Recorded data
----------------

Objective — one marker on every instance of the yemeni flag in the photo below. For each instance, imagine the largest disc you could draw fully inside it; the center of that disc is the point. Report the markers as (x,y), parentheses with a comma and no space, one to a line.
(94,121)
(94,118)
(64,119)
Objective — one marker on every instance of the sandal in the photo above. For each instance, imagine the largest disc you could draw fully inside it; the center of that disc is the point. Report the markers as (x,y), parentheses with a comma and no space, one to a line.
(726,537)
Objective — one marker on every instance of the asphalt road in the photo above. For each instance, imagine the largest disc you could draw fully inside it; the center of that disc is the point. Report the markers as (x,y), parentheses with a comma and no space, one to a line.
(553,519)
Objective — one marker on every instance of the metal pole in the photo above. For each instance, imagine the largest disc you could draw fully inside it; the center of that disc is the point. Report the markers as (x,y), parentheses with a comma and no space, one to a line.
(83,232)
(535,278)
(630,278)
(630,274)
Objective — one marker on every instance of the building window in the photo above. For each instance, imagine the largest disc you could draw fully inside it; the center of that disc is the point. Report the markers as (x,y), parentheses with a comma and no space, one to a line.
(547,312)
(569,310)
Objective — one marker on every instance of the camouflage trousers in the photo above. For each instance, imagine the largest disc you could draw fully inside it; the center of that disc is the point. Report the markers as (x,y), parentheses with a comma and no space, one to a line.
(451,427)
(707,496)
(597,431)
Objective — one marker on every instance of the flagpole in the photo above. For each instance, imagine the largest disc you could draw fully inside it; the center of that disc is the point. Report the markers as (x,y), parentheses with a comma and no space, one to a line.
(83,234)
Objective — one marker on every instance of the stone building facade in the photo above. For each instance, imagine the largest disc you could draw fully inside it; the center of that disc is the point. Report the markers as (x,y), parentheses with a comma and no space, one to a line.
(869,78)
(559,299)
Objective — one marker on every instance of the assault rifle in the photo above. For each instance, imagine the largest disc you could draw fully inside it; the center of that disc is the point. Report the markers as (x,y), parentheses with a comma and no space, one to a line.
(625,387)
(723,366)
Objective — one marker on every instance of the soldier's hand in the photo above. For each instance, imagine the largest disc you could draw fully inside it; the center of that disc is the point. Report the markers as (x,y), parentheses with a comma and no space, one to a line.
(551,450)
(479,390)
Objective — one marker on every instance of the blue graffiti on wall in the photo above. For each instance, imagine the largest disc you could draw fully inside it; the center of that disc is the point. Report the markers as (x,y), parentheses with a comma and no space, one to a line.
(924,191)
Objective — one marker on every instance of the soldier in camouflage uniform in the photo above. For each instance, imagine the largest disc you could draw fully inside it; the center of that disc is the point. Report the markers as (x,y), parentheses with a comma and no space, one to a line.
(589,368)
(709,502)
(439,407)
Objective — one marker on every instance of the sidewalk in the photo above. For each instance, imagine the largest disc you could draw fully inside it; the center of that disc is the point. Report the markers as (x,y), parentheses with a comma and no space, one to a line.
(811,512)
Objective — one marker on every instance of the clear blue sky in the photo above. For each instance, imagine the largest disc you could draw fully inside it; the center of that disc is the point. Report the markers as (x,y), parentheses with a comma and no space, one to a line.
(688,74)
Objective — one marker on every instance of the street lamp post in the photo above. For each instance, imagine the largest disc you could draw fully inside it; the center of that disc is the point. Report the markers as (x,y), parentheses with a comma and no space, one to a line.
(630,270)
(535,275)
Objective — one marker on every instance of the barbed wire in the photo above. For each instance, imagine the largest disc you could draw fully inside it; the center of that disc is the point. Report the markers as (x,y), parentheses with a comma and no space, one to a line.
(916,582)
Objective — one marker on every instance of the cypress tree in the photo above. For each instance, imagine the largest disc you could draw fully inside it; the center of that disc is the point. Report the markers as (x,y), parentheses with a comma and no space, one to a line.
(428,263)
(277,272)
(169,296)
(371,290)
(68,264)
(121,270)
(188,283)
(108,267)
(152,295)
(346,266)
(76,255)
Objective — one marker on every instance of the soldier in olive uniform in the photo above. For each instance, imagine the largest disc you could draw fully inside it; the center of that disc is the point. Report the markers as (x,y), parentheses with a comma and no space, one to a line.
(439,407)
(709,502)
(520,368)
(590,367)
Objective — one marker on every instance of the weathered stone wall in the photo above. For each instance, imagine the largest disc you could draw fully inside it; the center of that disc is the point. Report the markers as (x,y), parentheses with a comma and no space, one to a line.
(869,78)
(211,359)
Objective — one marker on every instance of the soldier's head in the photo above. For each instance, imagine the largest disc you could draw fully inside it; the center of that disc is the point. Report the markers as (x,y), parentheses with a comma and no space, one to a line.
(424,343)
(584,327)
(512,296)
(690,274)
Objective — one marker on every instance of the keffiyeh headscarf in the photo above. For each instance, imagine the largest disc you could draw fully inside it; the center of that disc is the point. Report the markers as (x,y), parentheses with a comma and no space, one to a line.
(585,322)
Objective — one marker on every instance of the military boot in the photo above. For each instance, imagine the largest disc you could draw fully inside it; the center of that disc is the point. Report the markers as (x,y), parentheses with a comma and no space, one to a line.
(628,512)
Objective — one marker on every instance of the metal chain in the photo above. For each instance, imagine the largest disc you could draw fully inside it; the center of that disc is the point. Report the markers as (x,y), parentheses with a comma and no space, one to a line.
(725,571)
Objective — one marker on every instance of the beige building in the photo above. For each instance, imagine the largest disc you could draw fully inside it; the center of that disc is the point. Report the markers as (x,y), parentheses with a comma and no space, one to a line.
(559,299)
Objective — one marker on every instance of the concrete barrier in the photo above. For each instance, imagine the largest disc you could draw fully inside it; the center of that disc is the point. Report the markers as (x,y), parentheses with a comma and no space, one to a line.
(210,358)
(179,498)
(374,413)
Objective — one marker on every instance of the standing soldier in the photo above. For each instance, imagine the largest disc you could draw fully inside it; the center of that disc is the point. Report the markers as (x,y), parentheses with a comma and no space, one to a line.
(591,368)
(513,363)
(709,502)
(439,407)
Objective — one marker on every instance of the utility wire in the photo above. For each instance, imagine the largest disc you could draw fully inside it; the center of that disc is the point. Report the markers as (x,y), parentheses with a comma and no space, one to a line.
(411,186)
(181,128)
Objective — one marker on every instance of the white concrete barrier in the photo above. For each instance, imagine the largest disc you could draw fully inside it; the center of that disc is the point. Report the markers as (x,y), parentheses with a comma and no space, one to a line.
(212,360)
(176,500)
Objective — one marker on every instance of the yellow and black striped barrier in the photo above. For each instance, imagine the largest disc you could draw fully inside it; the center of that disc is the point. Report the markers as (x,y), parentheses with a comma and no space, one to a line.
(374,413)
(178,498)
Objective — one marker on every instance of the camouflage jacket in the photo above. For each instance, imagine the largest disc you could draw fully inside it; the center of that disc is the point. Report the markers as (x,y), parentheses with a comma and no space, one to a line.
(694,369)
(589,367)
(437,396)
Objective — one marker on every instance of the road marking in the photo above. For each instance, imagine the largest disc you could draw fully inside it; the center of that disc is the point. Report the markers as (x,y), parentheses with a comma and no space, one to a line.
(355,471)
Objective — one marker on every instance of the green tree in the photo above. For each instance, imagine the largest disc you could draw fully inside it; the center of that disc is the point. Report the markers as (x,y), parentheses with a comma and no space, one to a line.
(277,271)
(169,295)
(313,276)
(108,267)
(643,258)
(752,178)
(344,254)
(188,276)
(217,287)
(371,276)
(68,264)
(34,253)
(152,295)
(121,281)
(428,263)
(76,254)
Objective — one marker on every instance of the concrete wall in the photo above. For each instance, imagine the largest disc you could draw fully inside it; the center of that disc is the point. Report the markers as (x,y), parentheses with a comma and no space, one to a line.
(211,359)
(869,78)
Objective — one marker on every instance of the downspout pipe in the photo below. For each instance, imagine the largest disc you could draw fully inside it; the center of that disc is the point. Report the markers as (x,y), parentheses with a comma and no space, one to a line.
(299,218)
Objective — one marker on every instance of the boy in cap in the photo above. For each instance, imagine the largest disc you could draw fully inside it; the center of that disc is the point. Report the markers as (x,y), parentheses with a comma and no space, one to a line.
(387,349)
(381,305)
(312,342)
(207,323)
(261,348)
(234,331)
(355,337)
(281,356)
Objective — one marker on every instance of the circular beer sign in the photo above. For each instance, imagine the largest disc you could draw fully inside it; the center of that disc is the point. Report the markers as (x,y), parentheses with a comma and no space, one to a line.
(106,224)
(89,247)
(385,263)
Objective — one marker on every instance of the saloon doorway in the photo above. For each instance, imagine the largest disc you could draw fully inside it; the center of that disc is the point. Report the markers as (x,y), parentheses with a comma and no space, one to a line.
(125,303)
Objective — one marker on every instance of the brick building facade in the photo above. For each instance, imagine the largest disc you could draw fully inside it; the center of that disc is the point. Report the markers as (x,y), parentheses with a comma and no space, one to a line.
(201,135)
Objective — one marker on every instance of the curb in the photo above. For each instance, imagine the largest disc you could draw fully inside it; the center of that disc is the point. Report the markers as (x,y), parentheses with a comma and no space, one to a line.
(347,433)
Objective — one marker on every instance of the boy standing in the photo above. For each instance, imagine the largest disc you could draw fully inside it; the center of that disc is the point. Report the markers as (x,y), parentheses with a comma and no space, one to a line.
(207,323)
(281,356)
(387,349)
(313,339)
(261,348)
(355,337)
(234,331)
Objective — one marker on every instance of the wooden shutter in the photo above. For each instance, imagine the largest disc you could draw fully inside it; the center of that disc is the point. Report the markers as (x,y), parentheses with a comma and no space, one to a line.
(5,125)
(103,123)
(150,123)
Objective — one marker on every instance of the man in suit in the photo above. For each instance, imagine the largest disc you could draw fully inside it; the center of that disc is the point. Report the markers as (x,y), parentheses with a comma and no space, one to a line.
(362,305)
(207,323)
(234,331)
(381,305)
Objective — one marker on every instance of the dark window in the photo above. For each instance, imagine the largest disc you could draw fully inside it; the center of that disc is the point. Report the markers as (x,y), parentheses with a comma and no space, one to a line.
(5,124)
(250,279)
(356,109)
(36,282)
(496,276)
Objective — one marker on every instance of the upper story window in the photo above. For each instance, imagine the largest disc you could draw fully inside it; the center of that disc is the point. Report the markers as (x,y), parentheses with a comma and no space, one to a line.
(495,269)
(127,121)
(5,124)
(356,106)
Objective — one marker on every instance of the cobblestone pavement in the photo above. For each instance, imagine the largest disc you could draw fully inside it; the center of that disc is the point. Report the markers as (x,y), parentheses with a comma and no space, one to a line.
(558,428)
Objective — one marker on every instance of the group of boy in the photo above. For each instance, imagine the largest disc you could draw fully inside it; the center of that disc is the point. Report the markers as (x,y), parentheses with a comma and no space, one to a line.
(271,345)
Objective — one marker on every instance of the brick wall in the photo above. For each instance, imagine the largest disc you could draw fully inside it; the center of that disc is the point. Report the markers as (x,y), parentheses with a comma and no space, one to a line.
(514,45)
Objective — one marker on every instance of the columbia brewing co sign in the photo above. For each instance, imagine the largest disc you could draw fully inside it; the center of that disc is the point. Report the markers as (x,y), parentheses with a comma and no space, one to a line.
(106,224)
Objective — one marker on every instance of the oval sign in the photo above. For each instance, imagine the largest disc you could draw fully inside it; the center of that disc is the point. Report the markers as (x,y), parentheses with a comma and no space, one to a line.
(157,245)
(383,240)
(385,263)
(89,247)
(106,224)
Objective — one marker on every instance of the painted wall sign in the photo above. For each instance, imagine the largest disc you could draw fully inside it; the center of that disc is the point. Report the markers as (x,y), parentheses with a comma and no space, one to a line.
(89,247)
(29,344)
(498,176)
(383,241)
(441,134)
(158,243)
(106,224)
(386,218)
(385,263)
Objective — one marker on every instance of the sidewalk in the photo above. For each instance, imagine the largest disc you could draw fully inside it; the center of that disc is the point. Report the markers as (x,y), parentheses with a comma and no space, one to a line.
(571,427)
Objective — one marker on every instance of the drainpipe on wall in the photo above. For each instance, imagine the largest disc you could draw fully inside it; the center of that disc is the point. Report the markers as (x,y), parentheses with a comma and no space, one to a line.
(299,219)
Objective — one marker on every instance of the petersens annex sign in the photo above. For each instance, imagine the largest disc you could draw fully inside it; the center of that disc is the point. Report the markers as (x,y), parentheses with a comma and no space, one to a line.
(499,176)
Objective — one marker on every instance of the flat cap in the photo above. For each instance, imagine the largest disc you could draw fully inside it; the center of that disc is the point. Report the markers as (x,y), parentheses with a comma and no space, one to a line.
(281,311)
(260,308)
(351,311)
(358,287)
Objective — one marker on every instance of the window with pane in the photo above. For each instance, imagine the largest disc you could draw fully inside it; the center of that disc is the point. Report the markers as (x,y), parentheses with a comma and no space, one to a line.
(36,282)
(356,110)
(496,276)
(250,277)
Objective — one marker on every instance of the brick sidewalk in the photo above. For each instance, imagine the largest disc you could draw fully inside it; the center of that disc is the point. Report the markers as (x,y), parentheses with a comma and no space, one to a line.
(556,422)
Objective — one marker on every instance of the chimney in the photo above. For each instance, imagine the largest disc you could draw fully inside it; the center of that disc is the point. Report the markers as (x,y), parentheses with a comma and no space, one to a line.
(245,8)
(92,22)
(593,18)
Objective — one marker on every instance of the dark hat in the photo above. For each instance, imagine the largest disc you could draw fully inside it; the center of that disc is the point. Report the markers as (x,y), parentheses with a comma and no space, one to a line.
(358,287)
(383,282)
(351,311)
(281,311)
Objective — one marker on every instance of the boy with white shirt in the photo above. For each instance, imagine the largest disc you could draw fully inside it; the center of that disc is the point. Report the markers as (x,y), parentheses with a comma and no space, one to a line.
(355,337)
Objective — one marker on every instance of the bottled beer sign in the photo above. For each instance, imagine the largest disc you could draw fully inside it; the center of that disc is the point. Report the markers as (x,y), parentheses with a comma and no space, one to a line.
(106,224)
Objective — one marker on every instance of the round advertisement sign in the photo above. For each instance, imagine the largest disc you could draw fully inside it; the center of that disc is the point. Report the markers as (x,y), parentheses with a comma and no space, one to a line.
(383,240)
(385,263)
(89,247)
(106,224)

----------------

■ TASK PROMPT ■
Every line from the one containing "Objective — one marker on every instance of the brick sidewalk" through the last line of the entries must be written out verbatim, and no other line.

■ COMPLETE RESPONSE ■
Objective — one marker on every instance of the brick sidewalk in the photo above. For each instance, imagine the largest disc you could draw fully inside it; the center of that disc is the point. Report the markers as (x,y), parentheses with a comma and no space, one to a line.
(556,422)
Objective — one marker on every instance of the chimney in the photo above. For each instance, imagine the largest disc you could draw fully inside it; the center of that disc is the point. Report the markers as (x,y), parentheses with a comma and no space, one to a line.
(245,8)
(92,22)
(593,18)
Objective — one marker on every instance of the dark hat in the photo above. For each instance, imagine the largest disc you could draw fully inside it; the center of that disc is the point. Report the markers as (x,y), parentheses with a comma and no space, one to a line.
(358,287)
(383,282)
(351,311)
(281,311)
Objective — one marker on every instance of the boy with white shirt in the photo above. For each instance, imagine the largest disc you could draw fully inside it; the center of that disc is the point. Report the markers as (x,y), parentheses with a comma and no space, one to a line.
(355,337)
Objective — one marker on every instance of the bottled beer sign in the photo above. For each instance, imagine the largest disc you could draw fully inside it; the center of that disc is the point. Report the markers as (x,y), parentheses with a comma and no space, one to a line.
(106,224)
Objective — one marker on every instance of the round advertisement sign in the photo above. For each instance, imagine the largest disc you could draw fully inside it; the center of that disc is the point. Report the markers as (x,y), parentheses with a comma and no space, one to a line.
(383,240)
(385,263)
(89,247)
(106,224)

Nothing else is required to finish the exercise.